-------- DATASET RECORDS
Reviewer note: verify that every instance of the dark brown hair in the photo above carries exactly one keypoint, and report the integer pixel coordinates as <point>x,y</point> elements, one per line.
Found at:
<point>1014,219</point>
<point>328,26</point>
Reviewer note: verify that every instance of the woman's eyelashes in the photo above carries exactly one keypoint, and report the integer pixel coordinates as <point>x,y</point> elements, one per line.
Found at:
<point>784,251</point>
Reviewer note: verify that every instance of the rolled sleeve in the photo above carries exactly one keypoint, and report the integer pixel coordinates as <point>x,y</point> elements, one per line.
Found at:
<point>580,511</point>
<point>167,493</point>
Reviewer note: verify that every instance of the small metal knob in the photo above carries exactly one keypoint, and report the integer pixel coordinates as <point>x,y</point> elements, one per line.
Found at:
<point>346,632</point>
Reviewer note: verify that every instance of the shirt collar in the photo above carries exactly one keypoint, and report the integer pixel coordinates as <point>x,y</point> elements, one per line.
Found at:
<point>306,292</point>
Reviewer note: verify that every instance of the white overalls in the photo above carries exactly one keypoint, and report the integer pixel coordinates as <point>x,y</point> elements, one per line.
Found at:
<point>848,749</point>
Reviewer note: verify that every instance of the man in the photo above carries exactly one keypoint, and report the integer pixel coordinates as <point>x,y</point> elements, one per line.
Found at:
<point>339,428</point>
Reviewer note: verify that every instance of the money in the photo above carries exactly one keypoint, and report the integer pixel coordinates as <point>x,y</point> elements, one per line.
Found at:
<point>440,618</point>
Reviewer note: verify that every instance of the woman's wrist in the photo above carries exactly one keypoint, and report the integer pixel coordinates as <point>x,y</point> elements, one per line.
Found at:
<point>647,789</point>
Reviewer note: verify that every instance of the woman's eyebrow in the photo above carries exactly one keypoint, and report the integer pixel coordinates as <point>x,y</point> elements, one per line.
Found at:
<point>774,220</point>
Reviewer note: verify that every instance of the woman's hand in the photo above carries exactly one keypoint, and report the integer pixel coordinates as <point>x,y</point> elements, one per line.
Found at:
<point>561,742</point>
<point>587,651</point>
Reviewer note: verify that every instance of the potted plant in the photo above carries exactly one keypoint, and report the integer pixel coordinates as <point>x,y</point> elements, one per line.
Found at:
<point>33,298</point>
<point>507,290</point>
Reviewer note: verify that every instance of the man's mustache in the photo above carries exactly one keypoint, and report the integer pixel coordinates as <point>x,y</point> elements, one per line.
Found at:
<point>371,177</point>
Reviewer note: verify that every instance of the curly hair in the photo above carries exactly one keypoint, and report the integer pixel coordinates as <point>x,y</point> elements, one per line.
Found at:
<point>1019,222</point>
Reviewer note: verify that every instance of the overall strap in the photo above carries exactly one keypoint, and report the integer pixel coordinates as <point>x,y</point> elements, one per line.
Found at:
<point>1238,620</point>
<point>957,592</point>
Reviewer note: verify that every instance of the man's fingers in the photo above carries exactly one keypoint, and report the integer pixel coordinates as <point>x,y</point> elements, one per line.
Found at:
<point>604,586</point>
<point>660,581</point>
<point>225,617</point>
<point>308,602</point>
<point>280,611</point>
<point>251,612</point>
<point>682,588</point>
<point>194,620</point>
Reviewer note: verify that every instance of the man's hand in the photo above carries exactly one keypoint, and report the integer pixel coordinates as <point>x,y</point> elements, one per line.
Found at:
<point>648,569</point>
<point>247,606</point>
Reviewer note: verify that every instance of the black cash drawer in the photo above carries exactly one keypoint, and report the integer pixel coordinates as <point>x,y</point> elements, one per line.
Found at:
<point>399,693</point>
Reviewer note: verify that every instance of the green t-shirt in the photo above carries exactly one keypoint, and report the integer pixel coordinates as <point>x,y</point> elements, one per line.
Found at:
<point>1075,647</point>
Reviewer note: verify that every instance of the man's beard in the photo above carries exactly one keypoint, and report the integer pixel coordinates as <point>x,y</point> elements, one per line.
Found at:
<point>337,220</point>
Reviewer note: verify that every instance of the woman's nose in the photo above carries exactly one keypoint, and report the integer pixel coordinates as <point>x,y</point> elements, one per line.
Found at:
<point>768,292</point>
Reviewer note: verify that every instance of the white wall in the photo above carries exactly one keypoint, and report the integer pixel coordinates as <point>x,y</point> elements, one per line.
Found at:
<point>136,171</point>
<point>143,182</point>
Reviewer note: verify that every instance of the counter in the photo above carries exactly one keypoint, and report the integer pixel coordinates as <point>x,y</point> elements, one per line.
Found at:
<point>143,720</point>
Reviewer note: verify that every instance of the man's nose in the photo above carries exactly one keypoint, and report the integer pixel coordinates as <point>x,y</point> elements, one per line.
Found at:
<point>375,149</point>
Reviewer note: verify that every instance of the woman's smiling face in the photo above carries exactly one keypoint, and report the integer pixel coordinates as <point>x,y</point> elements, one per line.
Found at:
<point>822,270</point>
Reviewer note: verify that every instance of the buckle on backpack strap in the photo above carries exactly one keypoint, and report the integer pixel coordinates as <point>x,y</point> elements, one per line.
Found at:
----------------
> _ABOUT THIS EXERCISE_
Print the whole listing above exactly, please.

> _ANSWER SECTION_
Reviewer note: verify that every instance of the dark brown hair in the photo above carries exactly one keypoint, and report the integer pixel coordinates as <point>x,y</point> elements, one per line.
Found at:
<point>1014,219</point>
<point>328,26</point>
Reviewer note: verify that every instance of the woman's eyelashes in the photo above carries exactly one keypoint, and report the integer pixel coordinates as <point>x,y</point> elements, one per line.
Found at:
<point>784,251</point>
Reviewer note: verify that every instance of the rolled sleeve in the photo above carries exactly one keypoint, and report the integer pixel coordinates as <point>x,y</point> elements, one per line.
Found at:
<point>580,511</point>
<point>167,493</point>
Reviewer note: verify that every instance of the small metal knob in the photo above carries exactly one keypoint, and report the integer pixel coordinates as <point>x,y</point> elements, one per line.
Found at:
<point>346,632</point>
Reviewer note: verify that every instance of the shirt collar in the photo above carries exactly one keypoint, and report the integer pixel coordinates as <point>x,y</point> elements, one per line.
Found at:
<point>306,292</point>
Reviewer note: verify that every instance of the white overalls in the photo above carries exactly one keypoint, and report the integer pixel coordinates as <point>x,y</point> elements, one per line.
Found at:
<point>848,749</point>
Reviewer note: verify that every instance of the man in the photo above carries exactly one keypoint, and report the integer pixel coordinates as <point>x,y</point> elements, one per line.
Found at:
<point>339,428</point>
Reviewer note: verify that every instance of the money in the photo above carries exactly one keypoint, and report the integer pixel coordinates as <point>x,y</point> elements, one per line.
Found at:
<point>440,618</point>
Reviewer note: verify that every instance of the woman's wrist in the photo above carries exactly one keypoint, and report the integer pixel coordinates as <point>x,y</point> elements, one per line.
Found at:
<point>647,789</point>
Reviewer note: verify that every instance of the woman's eyebrow in the photo above carries exactly one keypoint, and report the integer pixel coordinates as <point>x,y</point> elements, one per line.
Found at:
<point>774,220</point>
Reviewer note: verify that every instance of the woman's hand in the photo above carries exactly one keypoint, and report the integer pixel coordinates as <point>x,y</point> elements, one per line.
Found at:
<point>561,742</point>
<point>587,651</point>
Reviewer note: verify that every instance of the potted plant in the photo above carries exactly one keypoint, and report the integer pixel coordinates as <point>x,y</point> elements, one per line.
Found at:
<point>33,298</point>
<point>507,290</point>
Reviewer note: verify that every instance of the man's mustache in the photo above carries exactly one keypoint, and report the integer pixel coordinates as <point>x,y</point> elements, one per line.
Found at:
<point>371,177</point>
Reviewer note: verify that every instance of the curly hair in the photo above carries exactly one keypoint, and report the integer pixel coordinates as <point>x,y</point> elements, one per line.
Found at:
<point>1019,222</point>
Reviewer note: verify that every instance of the overall strap in the photo above carries exactly one keypoint, and report the integer pixel coordinates as <point>x,y</point> elements, one per line.
Found at:
<point>1238,620</point>
<point>957,592</point>
Reviewer note: verify that every instance of the man's fingers in the photo above carries exactly one keypoint, and report the integer pixel coordinates as <point>x,y</point> elements, one per line.
Found at:
<point>604,586</point>
<point>660,581</point>
<point>225,617</point>
<point>308,602</point>
<point>280,611</point>
<point>251,612</point>
<point>682,588</point>
<point>194,620</point>
Reviewer note: verify that every instance of the man's hand in the photo above carries exactly one keypoint, and report the integer pixel coordinates as <point>x,y</point> elements, one per line.
Found at:
<point>648,569</point>
<point>247,606</point>
Reviewer note: verify that every instance of the black cash drawer in the photo above carries exactly one keypoint, and report the integer pixel coordinates as <point>x,y</point> elements, one per line.
Found at:
<point>399,693</point>
Reviewer note: verify that every instance of the green t-shirt in the photo above carries exactly one keypoint, and report the integer pixel coordinates as <point>x,y</point> elements, one per line.
Found at:
<point>1075,647</point>
Reviewer note: verify that every instance of the man's beard in the photo above carries exactly one keypoint, and report the integer pixel coordinates as <point>x,y</point> elements, one per line.
Found at:
<point>337,220</point>
Reviewer note: verify that every instance of the woman's nose in the photo above carries exactly one keypoint, and report the integer pixel coordinates as <point>x,y</point> elements, one per line.
Found at:
<point>768,292</point>
Reviewer note: verify that every instance of the white wall in the photo above carries exactly one keypoint, and report the integer pixel coordinates as <point>x,y</point> elements, one per line.
Found at:
<point>136,171</point>
<point>143,182</point>
Reviewer note: verify that every instance of the counter in the photo above carries exactly one keypoint, and report the integer pixel coordinates as <point>x,y</point> elements, one per line.
Found at:
<point>143,720</point>
Reviewer note: verify that every instance of the man's nose in the photo above carries exactly one keypoint, and report the integer pixel coordinates as <point>x,y</point> elements, one per line.
Found at:
<point>375,149</point>
Reviewer note: verify that every instance of the woman's smiling face in the photo above carries exactly one keypoint, and report the integer pixel coordinates as <point>x,y</point> elements, one per line.
Found at:
<point>822,270</point>
Reviewer note: verify that every instance of the buckle on backpack strap in the photo above carries exactly one keypoint, and report the integer pixel coordinates as <point>x,y</point> elements, one per line.
Found at:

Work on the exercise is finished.